>> Begin Task material

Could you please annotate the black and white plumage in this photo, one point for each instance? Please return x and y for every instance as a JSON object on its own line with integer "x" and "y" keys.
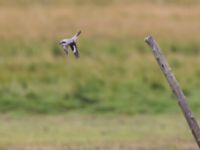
{"x": 72, "y": 43}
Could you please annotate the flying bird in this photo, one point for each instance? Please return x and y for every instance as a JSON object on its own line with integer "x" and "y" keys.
{"x": 72, "y": 43}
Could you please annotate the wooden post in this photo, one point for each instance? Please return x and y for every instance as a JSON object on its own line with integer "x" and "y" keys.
{"x": 175, "y": 88}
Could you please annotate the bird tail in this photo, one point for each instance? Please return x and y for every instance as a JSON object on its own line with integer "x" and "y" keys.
{"x": 76, "y": 35}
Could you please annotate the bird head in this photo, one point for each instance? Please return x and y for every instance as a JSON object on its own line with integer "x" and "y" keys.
{"x": 62, "y": 42}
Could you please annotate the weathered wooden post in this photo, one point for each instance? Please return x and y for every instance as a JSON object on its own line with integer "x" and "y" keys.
{"x": 164, "y": 66}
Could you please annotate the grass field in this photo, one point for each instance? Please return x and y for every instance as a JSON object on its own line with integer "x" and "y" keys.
{"x": 78, "y": 132}
{"x": 116, "y": 85}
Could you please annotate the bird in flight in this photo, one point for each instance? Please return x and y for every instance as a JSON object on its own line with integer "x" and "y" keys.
{"x": 72, "y": 43}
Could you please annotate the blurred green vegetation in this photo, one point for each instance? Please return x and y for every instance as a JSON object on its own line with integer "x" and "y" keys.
{"x": 111, "y": 76}
{"x": 116, "y": 72}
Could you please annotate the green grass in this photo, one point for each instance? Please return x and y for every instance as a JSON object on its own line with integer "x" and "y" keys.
{"x": 75, "y": 131}
{"x": 111, "y": 76}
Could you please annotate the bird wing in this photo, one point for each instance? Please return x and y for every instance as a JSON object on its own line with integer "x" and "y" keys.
{"x": 74, "y": 49}
{"x": 65, "y": 49}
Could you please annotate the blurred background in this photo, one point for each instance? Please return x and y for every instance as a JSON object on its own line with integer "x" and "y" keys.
{"x": 114, "y": 97}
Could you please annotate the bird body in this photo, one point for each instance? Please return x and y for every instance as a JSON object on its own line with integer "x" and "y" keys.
{"x": 72, "y": 43}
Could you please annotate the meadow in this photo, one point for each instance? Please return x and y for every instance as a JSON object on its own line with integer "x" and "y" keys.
{"x": 115, "y": 80}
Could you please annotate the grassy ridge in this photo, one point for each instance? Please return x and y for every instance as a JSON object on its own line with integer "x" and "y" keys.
{"x": 111, "y": 76}
{"x": 116, "y": 72}
{"x": 95, "y": 132}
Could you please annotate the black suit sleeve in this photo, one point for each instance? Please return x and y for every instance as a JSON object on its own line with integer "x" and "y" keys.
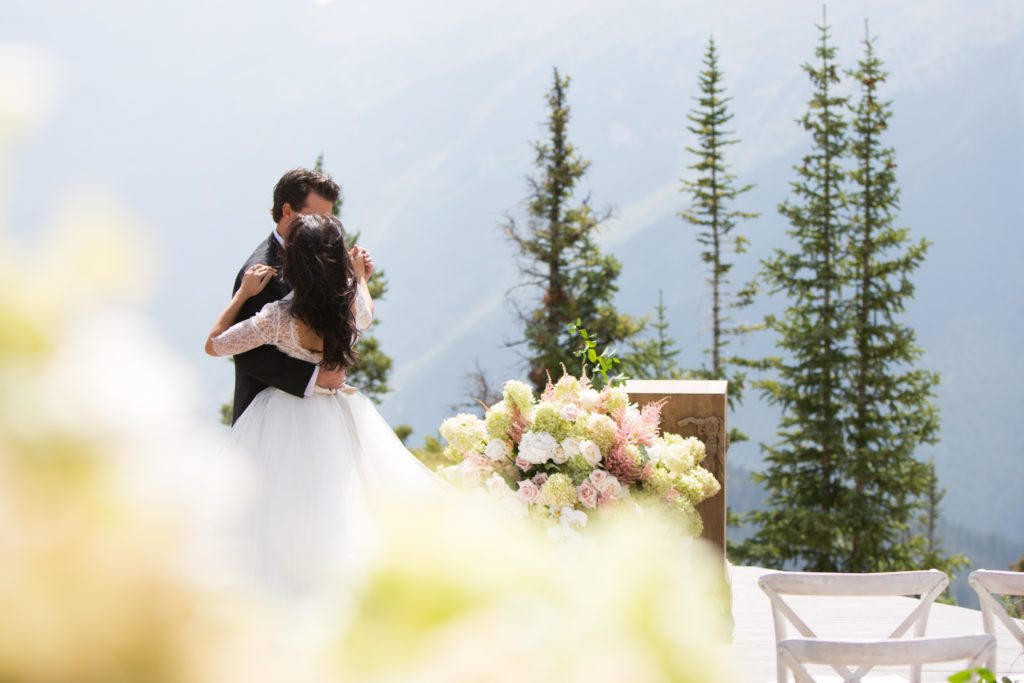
{"x": 267, "y": 364}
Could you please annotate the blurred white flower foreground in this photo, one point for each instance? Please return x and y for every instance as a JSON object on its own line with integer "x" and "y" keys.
{"x": 114, "y": 503}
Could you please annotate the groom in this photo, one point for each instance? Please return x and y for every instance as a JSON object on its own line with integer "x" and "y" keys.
{"x": 298, "y": 191}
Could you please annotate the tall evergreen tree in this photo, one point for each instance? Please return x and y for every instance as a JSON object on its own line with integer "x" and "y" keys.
{"x": 374, "y": 367}
{"x": 890, "y": 398}
{"x": 805, "y": 522}
{"x": 713, "y": 194}
{"x": 654, "y": 358}
{"x": 558, "y": 256}
{"x": 923, "y": 536}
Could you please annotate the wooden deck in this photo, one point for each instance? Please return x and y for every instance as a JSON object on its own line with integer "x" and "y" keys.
{"x": 753, "y": 648}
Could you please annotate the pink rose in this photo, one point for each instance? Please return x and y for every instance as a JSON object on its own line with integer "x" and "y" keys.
{"x": 587, "y": 494}
{"x": 609, "y": 486}
{"x": 590, "y": 452}
{"x": 527, "y": 491}
{"x": 476, "y": 458}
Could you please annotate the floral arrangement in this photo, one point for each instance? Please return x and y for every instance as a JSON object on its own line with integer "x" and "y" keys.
{"x": 574, "y": 453}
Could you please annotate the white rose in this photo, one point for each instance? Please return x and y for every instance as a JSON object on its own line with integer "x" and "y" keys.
{"x": 587, "y": 494}
{"x": 609, "y": 486}
{"x": 497, "y": 485}
{"x": 568, "y": 412}
{"x": 527, "y": 491}
{"x": 497, "y": 450}
{"x": 590, "y": 452}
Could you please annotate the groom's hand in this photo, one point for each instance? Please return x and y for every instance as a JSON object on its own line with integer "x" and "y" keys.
{"x": 331, "y": 379}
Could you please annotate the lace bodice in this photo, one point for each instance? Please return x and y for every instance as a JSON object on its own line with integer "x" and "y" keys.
{"x": 274, "y": 325}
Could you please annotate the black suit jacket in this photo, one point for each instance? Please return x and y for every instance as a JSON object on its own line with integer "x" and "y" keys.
{"x": 265, "y": 366}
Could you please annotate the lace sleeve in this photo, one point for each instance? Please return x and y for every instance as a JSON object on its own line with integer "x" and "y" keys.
{"x": 363, "y": 311}
{"x": 263, "y": 328}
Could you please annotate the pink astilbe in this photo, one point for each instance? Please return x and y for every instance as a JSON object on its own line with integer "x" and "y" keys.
{"x": 518, "y": 422}
{"x": 627, "y": 426}
{"x": 549, "y": 388}
{"x": 650, "y": 419}
{"x": 623, "y": 466}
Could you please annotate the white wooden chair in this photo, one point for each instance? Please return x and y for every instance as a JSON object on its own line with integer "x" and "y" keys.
{"x": 928, "y": 584}
{"x": 987, "y": 584}
{"x": 795, "y": 652}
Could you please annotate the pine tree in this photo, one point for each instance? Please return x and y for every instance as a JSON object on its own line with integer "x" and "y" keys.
{"x": 891, "y": 399}
{"x": 654, "y": 358}
{"x": 373, "y": 367}
{"x": 558, "y": 255}
{"x": 805, "y": 522}
{"x": 924, "y": 539}
{"x": 713, "y": 193}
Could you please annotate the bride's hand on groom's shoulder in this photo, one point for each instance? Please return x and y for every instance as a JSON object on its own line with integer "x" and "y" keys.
{"x": 361, "y": 262}
{"x": 255, "y": 279}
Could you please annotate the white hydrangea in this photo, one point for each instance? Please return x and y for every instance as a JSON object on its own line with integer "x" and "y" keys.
{"x": 589, "y": 399}
{"x": 464, "y": 431}
{"x": 677, "y": 454}
{"x": 538, "y": 447}
{"x": 498, "y": 450}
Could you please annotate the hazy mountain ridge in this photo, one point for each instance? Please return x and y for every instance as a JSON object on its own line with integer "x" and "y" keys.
{"x": 955, "y": 174}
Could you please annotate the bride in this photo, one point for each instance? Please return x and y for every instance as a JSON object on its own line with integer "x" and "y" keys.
{"x": 320, "y": 460}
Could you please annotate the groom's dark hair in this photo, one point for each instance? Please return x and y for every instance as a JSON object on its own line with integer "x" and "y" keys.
{"x": 294, "y": 188}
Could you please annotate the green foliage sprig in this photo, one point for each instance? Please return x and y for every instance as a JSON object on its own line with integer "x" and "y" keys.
{"x": 983, "y": 674}
{"x": 601, "y": 363}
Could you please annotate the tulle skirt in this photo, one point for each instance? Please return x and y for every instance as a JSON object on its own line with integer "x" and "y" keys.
{"x": 321, "y": 464}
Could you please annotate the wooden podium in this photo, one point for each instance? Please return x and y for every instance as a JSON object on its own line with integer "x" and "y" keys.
{"x": 695, "y": 408}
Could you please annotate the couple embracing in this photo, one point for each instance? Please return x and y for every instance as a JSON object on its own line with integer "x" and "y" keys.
{"x": 320, "y": 449}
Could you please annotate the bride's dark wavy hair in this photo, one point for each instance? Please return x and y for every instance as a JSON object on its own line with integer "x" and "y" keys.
{"x": 318, "y": 268}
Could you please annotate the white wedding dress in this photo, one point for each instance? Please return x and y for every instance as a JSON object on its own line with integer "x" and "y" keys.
{"x": 321, "y": 462}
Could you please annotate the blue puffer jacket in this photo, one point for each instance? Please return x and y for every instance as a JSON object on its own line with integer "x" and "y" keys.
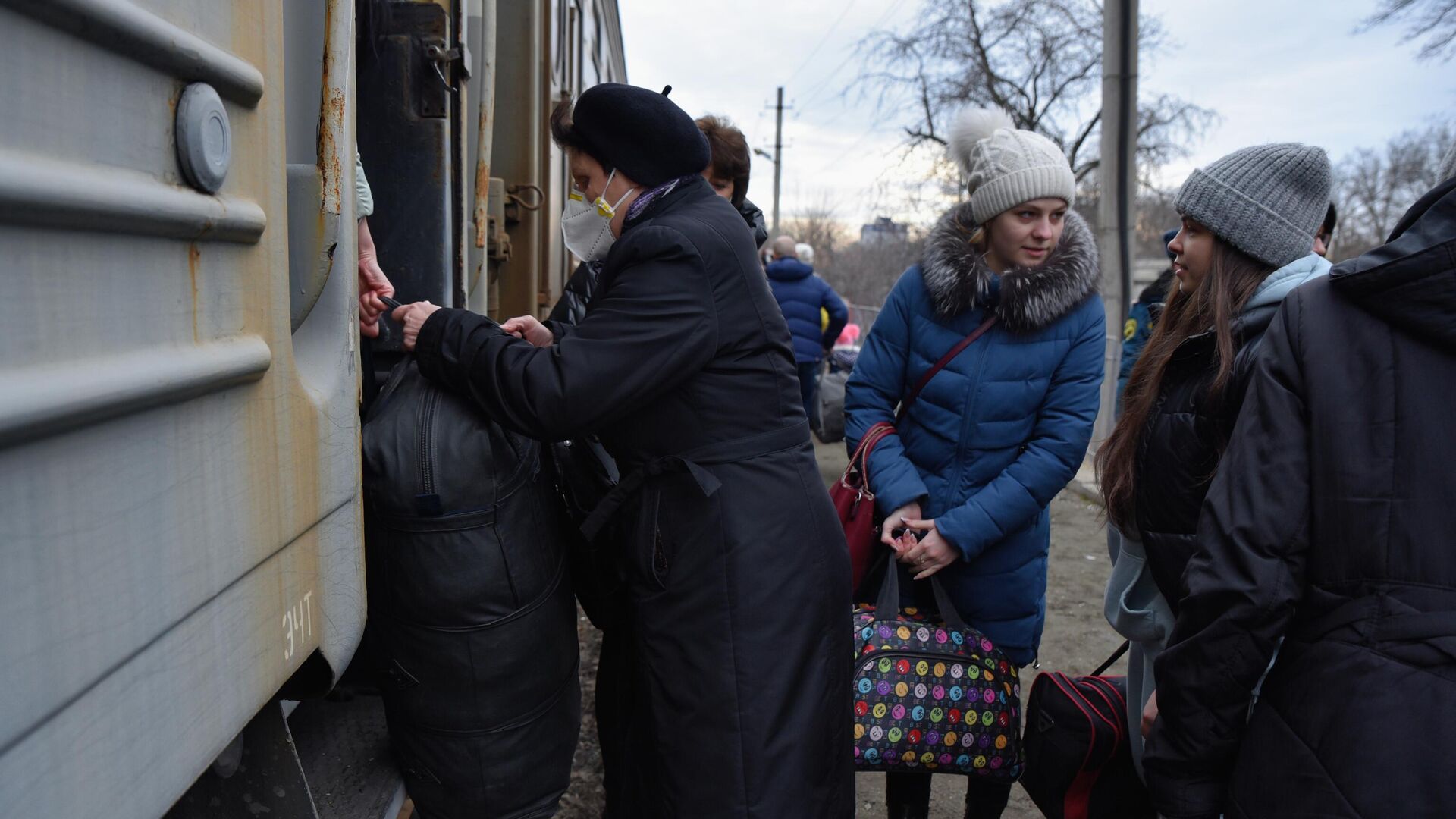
{"x": 996, "y": 433}
{"x": 801, "y": 295}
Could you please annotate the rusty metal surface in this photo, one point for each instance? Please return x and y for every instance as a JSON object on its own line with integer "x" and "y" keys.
{"x": 171, "y": 566}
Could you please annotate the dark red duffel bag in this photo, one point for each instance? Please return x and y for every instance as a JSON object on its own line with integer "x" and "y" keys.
{"x": 1079, "y": 760}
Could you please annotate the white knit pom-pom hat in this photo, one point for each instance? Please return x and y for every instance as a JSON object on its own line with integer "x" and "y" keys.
{"x": 1005, "y": 167}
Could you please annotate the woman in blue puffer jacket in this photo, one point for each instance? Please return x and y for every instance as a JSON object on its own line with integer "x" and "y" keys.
{"x": 1002, "y": 428}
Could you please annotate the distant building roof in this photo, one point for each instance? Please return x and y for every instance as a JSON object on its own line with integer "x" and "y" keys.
{"x": 883, "y": 231}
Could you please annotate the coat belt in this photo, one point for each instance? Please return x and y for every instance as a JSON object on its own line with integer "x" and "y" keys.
{"x": 692, "y": 463}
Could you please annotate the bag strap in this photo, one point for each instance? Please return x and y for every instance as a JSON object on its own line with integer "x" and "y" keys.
{"x": 925, "y": 379}
{"x": 1112, "y": 659}
{"x": 889, "y": 598}
{"x": 861, "y": 458}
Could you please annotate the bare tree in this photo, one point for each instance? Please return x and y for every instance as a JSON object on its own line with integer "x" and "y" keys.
{"x": 1375, "y": 187}
{"x": 865, "y": 271}
{"x": 1038, "y": 60}
{"x": 1430, "y": 19}
{"x": 819, "y": 224}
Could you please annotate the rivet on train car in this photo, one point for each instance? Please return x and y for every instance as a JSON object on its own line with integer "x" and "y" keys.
{"x": 204, "y": 139}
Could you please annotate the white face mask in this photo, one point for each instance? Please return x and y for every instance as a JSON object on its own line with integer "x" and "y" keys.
{"x": 587, "y": 228}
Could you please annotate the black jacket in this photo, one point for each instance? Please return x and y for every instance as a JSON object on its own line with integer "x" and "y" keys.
{"x": 1331, "y": 526}
{"x": 571, "y": 308}
{"x": 734, "y": 561}
{"x": 1180, "y": 447}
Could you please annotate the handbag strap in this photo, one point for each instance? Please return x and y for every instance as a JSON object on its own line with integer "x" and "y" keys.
{"x": 925, "y": 379}
{"x": 861, "y": 458}
{"x": 1112, "y": 659}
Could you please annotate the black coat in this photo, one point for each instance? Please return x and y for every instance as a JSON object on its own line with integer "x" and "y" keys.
{"x": 734, "y": 560}
{"x": 1331, "y": 525}
{"x": 1178, "y": 453}
{"x": 571, "y": 308}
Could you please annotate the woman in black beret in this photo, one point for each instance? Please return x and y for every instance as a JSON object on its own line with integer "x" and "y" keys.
{"x": 736, "y": 570}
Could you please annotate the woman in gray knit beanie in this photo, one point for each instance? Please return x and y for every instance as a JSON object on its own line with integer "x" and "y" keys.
{"x": 1247, "y": 240}
{"x": 967, "y": 474}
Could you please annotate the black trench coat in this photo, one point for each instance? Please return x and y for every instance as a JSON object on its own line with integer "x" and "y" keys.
{"x": 734, "y": 561}
{"x": 1331, "y": 526}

>> End Task material

* Work instructions
Take the line with "Could you please annotate the black coat" and all lines after it through the end of the records, and write them out exactly; include nothing else.

* Exercise result
Could you please annotate the black coat in this photo, one point for each instance? Please return x and y for every instance as a JSON object on its own line with integer "x" and "y" keys.
{"x": 734, "y": 560}
{"x": 1331, "y": 525}
{"x": 1178, "y": 453}
{"x": 571, "y": 308}
Could you please annotate the woman in black beret in this photo, one point for each instance? Please return x and y for every instance as a JSON object on its own line with integer "x" and "y" keys.
{"x": 736, "y": 570}
Could you please annotate the woman in gray knit beanie in this photo, one point for each instance? Please return x and y for every instance as a JSON object on its own line with integer "x" and "y" keys.
{"x": 1247, "y": 240}
{"x": 967, "y": 474}
Could you please annotate the black trench coat in this photo, one point for each instance? Please return x and y for every instance as a JSON object on its own line with integer "x" and "y" keys.
{"x": 734, "y": 561}
{"x": 1331, "y": 526}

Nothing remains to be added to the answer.